Stated task: Please rewrite the records from the line containing "waving in hard" through the end of the records, replacing "hard hat" with "safety helmet" and changing nothing else. Leave the pictures out of your answer.

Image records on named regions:

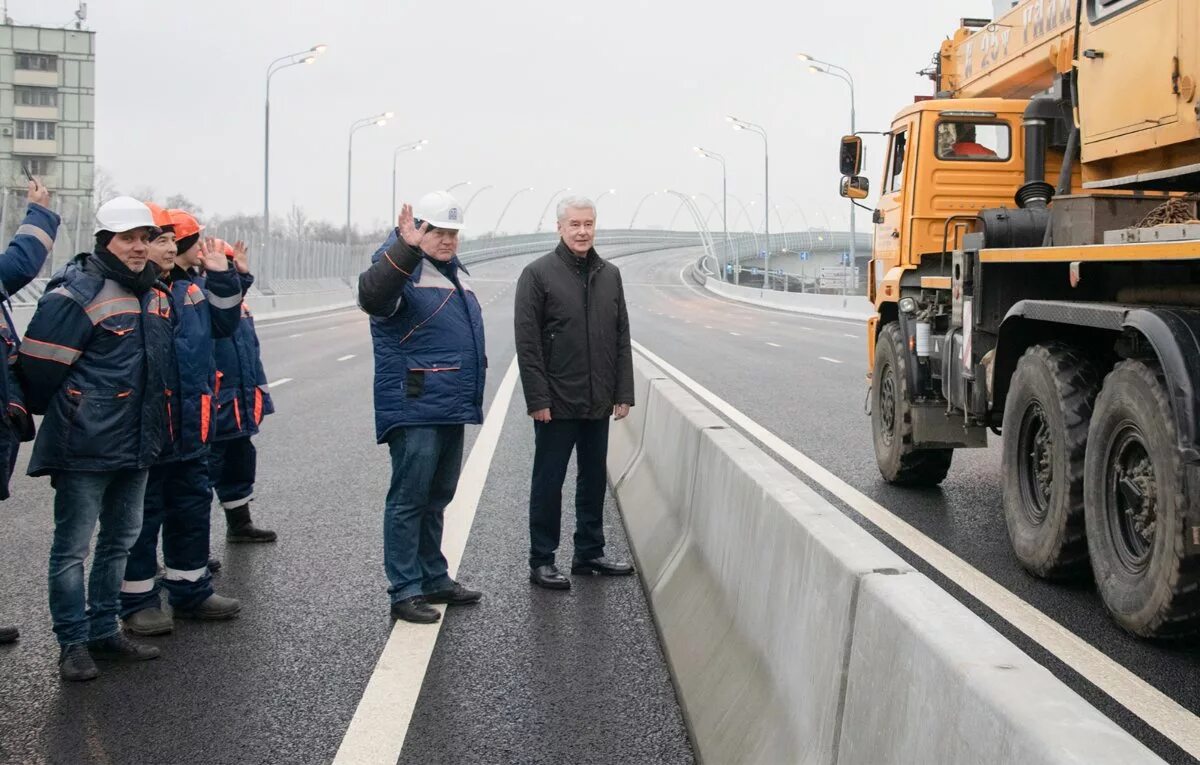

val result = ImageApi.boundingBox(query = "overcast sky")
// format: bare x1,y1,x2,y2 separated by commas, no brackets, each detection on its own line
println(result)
23,0,992,234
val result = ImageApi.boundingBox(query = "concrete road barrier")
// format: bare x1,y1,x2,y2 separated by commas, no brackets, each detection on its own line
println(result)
610,357,1162,765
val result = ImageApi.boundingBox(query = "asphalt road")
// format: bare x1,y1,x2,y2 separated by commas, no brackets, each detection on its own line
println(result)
620,251,1200,763
0,247,692,765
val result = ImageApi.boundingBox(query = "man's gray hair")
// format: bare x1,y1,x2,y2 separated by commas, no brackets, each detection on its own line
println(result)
558,197,596,221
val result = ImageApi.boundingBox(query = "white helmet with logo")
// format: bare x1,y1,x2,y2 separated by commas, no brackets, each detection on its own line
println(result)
95,197,155,234
413,192,462,231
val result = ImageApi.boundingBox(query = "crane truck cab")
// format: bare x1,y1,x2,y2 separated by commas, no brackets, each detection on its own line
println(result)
839,0,1200,638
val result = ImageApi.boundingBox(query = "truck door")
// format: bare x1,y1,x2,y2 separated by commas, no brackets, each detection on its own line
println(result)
874,119,916,284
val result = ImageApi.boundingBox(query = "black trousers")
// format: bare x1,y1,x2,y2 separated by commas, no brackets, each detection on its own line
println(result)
529,417,608,568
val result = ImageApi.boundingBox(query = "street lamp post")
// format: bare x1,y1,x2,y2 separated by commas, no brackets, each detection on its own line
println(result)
535,186,571,233
797,53,858,294
492,186,533,235
346,112,392,247
391,138,430,218
695,146,740,283
260,43,329,287
725,116,770,289
629,191,659,230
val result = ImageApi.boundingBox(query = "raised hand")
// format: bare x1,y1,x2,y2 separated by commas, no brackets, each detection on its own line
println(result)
200,236,229,271
26,177,50,207
396,205,430,247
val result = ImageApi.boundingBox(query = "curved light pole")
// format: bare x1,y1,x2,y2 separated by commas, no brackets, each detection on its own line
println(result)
492,186,533,236
629,191,661,230
462,183,496,218
260,43,329,287
796,53,858,282
725,115,770,289
346,112,394,247
391,138,430,223
534,186,571,233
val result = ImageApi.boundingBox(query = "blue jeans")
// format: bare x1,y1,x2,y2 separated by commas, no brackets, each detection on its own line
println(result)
121,457,212,619
49,470,146,645
383,424,463,603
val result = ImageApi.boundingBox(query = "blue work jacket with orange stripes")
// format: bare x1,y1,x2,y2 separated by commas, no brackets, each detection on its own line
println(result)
359,230,487,444
158,266,241,463
17,253,174,476
212,273,275,441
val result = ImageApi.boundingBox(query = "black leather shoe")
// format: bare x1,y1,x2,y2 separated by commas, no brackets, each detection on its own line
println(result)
571,555,634,577
529,564,571,590
425,582,484,606
88,632,158,662
59,643,100,682
391,595,442,625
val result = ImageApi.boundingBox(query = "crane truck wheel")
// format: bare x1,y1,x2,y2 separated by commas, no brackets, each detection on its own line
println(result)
1084,360,1200,637
1002,343,1100,579
871,321,954,487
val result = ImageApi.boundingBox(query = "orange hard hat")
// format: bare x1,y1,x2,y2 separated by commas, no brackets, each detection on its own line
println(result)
167,209,204,240
142,201,175,230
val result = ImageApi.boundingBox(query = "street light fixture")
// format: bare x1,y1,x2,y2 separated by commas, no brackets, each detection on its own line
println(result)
535,186,571,233
492,186,533,235
796,53,858,287
346,112,394,247
259,43,329,287
391,138,430,223
725,115,770,289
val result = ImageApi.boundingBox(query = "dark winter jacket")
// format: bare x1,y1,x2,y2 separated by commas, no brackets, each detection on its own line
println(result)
17,254,175,476
514,241,634,420
158,266,241,463
359,230,487,444
0,204,60,500
212,273,275,441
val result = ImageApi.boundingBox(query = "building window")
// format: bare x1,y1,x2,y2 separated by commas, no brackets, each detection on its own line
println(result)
13,157,54,177
17,53,59,72
17,120,54,140
17,88,59,107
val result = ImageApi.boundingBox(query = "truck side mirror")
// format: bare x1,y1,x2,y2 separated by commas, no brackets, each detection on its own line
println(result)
839,175,871,199
838,135,863,176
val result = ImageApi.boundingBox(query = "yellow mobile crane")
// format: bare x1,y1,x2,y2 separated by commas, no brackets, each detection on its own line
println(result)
840,0,1200,637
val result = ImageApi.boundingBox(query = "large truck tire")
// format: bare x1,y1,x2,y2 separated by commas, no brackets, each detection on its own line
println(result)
1002,343,1100,579
871,321,954,487
1084,360,1200,638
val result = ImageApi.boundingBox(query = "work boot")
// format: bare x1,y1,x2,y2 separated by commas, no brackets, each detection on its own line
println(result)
88,632,158,662
122,608,175,637
59,643,100,682
175,592,241,621
391,595,442,625
571,555,634,577
226,502,275,543
425,582,484,606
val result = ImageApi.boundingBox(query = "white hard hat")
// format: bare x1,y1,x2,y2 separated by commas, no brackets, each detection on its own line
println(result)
413,192,462,231
96,197,154,234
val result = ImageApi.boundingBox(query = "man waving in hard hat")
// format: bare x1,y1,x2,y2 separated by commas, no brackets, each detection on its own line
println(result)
18,197,173,680
359,192,487,624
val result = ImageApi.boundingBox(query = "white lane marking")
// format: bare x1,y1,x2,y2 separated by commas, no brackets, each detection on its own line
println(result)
334,359,517,765
634,341,1200,757
259,308,366,330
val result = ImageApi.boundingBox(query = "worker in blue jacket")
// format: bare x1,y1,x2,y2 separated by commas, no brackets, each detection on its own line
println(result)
121,205,241,636
359,192,487,624
209,242,276,544
17,197,174,681
0,179,60,644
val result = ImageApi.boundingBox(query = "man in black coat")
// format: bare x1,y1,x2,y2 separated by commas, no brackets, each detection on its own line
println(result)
515,197,634,590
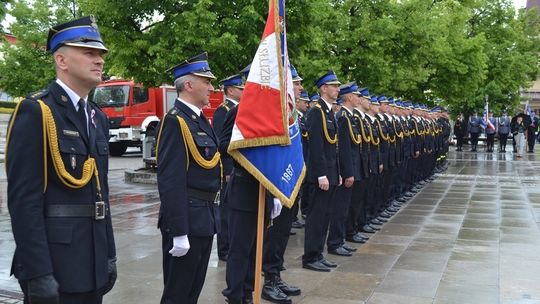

Answer to the task:
val result = ImageApi.boundingBox(query = "man waving in safety helmet")
// format: bare x1,y1,x2,y2 separated by commas, no brackets, each detection on its own line
println(result)
18,197,173,680
359,192,487,624
val result = ImageApi.boundingBox(query = "white lane marking")
// format: bare x1,y1,x2,y2 separated by commas, no brackets, each detection on its own line
println(result)
334,359,517,765
634,341,1200,757
259,308,366,330
val result = ImageApi.boundingBox(query = "worker in blue jacket")
// format: bare x1,y1,x2,y2 separated by commas, no brackets, each detection on its own line
println(result)
121,205,241,636
359,192,487,624
209,242,276,544
17,197,174,681
0,179,60,644
val result = ImageApi.boundingBox(query = "man in black coat")
// format: bare x1,y1,x2,y2 separated by commas, no brackets, each detection on its own line
println(result)
515,197,634,590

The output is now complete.